TASK GOAL: Retype the SCCP synteny-map notes below word for word, beginning at the words "SCCP calculations and" and stopping after "are working with.".

(GIVEN PASSAGE begins)

SCCP calculations and gene synteny maps
This script describes a loop-based approach for generating pairwise gene syteny maps.
The general pipeline:
- prepare input files
- export from IMG: the gene info map, containing gene name, gene coordinates, etc. can contain many genes, not just the ones you are working with.
- edit the gene info file to have a “cassette” column, a code for each genome
- a single protein multifasta containing all proteins from all cassettes
- ideally these will be targetted by the R script from the command line, one is base one is target, they are targetted using the “cassette” name
- calculate gene relative abundance based on single-copy-conserved-protein gene copy numbers
- import and format files
- change fasta file headers, make appropriate names, remove everything after first space, make sure it matches with “locus_tag” from IMG
- use only locus tags for everything
- format the gene info table to have only crucial information, target actual IMG terms in the program, not column numbers
- change fasta file headers, make appropriate names, remove everything after first space, make sure it matches with “locus_tag” from IMG
- write sub-multifastas for the target gene clusters
- perform blastP searches in the format compatible with genoplotR
- make blastdb with the template
- blast the query against the database
- Import and parse the blastP results
- Create the genoplot synteny maps, one for each gene cassette compared to the Defo mec cassette
1 Building full IMG cassette sets for DCM cassette
1.1 metagenomes and genomes
This follows identification of cmuA-orthologs. Add all ortholog scaffolds to cart and then add all genes from those scaffolds, save as a new set.

(GIVEN PASSAGE ends)
(RECORDED INFORMATION begins)

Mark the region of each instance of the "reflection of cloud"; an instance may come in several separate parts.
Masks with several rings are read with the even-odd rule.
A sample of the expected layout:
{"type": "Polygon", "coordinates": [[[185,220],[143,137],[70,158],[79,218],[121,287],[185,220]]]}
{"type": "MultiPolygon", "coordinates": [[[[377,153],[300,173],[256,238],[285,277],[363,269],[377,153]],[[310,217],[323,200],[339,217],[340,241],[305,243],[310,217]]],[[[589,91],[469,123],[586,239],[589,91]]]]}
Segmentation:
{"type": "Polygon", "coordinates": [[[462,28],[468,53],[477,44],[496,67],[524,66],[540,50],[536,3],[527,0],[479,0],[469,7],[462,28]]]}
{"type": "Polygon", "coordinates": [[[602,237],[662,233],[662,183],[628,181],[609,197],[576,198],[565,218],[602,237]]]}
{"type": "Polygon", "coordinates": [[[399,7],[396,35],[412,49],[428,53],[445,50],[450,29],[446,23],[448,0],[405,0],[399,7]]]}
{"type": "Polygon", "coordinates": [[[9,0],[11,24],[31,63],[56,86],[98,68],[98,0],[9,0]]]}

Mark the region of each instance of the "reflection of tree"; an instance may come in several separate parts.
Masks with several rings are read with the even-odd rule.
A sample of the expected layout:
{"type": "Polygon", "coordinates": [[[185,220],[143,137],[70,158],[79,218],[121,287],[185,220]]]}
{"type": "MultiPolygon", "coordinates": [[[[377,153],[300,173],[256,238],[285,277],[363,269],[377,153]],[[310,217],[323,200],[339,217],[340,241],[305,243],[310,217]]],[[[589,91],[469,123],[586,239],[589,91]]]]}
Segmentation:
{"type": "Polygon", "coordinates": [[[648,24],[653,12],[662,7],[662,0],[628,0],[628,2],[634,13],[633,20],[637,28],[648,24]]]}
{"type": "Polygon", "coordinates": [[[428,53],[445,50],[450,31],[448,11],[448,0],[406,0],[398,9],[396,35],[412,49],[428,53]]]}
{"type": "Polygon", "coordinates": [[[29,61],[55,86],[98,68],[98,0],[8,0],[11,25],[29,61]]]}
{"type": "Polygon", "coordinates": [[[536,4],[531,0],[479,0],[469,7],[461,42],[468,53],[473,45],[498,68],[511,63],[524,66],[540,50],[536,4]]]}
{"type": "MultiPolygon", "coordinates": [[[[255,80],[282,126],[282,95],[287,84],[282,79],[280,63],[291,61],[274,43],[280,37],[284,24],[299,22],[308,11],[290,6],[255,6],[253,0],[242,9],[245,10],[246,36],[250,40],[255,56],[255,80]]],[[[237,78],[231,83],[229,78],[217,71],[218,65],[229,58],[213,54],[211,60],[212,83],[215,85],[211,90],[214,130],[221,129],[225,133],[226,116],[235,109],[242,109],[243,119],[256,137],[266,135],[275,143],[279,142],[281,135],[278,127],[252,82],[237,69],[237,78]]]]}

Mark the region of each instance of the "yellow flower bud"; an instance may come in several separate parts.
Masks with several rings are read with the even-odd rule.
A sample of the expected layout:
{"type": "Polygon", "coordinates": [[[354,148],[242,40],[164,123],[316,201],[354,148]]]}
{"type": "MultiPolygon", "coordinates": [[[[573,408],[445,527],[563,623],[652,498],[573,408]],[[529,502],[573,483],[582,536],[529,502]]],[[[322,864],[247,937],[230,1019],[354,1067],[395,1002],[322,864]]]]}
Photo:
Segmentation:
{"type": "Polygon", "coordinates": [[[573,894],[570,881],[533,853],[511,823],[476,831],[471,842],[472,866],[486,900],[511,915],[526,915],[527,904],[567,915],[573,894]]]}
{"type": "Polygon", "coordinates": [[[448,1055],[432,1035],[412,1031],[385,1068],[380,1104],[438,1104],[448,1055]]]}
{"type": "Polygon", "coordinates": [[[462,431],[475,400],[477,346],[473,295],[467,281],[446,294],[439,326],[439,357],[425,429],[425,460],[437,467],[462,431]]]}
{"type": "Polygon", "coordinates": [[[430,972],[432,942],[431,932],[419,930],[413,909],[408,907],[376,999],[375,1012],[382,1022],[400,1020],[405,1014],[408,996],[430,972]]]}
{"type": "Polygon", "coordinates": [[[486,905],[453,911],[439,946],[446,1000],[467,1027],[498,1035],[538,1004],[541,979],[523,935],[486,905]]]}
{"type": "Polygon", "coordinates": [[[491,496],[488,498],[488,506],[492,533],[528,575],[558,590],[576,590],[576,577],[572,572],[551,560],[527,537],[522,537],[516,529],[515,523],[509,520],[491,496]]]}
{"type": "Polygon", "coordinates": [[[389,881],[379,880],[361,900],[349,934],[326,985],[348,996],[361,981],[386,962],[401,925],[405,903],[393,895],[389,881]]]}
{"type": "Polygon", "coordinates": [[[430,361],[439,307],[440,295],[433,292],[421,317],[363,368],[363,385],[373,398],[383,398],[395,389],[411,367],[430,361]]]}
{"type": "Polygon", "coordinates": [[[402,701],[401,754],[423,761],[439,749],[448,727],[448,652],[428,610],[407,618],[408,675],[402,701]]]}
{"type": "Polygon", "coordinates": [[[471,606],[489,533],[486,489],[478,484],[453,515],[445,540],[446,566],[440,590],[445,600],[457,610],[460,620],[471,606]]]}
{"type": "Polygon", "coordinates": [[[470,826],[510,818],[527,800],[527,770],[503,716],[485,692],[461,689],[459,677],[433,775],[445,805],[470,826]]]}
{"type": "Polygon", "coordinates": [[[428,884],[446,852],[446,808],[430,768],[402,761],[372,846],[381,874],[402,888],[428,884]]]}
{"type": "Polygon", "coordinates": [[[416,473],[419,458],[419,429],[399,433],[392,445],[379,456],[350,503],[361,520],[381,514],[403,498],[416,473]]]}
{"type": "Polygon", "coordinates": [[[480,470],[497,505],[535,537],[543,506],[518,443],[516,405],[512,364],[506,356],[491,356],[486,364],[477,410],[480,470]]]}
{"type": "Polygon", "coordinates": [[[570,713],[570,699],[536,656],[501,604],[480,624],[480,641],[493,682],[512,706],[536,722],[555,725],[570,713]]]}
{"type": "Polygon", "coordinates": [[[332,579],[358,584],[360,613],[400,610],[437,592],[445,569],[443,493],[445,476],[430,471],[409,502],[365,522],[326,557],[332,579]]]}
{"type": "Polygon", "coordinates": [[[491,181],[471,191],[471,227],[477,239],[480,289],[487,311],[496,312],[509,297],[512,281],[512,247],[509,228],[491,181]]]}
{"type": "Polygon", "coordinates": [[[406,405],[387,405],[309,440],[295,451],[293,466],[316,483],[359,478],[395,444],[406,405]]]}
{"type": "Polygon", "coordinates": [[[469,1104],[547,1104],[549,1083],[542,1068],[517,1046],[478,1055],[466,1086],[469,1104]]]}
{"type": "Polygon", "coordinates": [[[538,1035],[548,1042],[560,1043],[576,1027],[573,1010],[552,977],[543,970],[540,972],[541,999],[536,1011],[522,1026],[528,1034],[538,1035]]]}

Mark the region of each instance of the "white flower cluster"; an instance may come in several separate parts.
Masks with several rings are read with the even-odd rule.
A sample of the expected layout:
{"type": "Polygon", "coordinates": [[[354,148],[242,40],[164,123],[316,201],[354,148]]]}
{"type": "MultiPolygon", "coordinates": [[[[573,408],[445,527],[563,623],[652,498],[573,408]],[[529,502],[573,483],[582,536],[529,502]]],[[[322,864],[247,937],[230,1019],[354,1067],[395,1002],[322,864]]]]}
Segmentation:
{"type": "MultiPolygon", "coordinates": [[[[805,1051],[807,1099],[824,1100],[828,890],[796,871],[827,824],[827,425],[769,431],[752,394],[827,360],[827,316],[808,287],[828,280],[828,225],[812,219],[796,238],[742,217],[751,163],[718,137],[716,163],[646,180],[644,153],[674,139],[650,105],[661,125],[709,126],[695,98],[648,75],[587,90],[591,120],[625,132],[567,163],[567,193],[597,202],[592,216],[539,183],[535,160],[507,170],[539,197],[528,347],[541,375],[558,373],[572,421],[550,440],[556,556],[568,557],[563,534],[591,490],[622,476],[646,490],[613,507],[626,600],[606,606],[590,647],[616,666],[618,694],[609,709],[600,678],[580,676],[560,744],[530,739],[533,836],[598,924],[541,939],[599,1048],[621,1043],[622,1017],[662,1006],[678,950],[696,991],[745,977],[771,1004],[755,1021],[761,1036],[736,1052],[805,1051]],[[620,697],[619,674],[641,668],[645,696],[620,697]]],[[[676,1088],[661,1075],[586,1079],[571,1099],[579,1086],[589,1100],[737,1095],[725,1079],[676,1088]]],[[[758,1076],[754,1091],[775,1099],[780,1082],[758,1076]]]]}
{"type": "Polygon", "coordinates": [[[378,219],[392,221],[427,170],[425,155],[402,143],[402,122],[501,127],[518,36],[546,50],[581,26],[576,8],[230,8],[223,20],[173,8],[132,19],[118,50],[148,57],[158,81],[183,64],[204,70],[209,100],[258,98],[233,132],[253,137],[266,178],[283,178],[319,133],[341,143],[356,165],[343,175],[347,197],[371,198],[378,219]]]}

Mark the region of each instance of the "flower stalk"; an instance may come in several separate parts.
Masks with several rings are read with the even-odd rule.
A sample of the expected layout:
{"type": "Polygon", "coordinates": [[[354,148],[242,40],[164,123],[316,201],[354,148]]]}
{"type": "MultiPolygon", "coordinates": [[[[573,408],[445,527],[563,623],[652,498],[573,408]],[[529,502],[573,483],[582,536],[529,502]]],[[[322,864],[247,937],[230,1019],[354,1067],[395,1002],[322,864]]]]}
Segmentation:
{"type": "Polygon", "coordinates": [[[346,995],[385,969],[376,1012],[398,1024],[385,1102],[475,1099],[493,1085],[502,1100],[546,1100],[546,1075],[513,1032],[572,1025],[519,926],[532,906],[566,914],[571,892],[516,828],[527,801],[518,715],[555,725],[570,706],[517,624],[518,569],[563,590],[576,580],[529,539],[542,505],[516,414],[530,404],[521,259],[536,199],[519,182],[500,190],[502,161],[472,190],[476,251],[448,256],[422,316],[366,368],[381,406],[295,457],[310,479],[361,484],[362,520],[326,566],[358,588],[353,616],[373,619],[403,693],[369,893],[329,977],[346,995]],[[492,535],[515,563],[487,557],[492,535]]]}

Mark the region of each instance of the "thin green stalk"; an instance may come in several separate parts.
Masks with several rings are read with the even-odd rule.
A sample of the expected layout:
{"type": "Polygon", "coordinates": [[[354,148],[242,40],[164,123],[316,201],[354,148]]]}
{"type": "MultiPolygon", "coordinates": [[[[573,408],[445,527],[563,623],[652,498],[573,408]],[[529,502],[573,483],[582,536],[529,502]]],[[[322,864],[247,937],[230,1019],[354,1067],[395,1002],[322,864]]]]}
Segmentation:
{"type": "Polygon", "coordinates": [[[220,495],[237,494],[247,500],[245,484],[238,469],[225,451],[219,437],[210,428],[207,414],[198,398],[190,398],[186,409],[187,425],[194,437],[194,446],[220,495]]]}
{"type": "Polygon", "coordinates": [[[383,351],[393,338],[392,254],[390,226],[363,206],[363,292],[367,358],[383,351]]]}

(RECORDED INFORMATION ends)

WRITTEN SOLUTION:
SCCP calculations and gene synteny maps
This script describes a loop-based approach for generating pairwise gene syteny maps.
The general pipeline:
- prepare input files
- export from IMG: the gene info map, containing gene name, gene coordinates, etc. can contain many genes, not just the ones you are working with.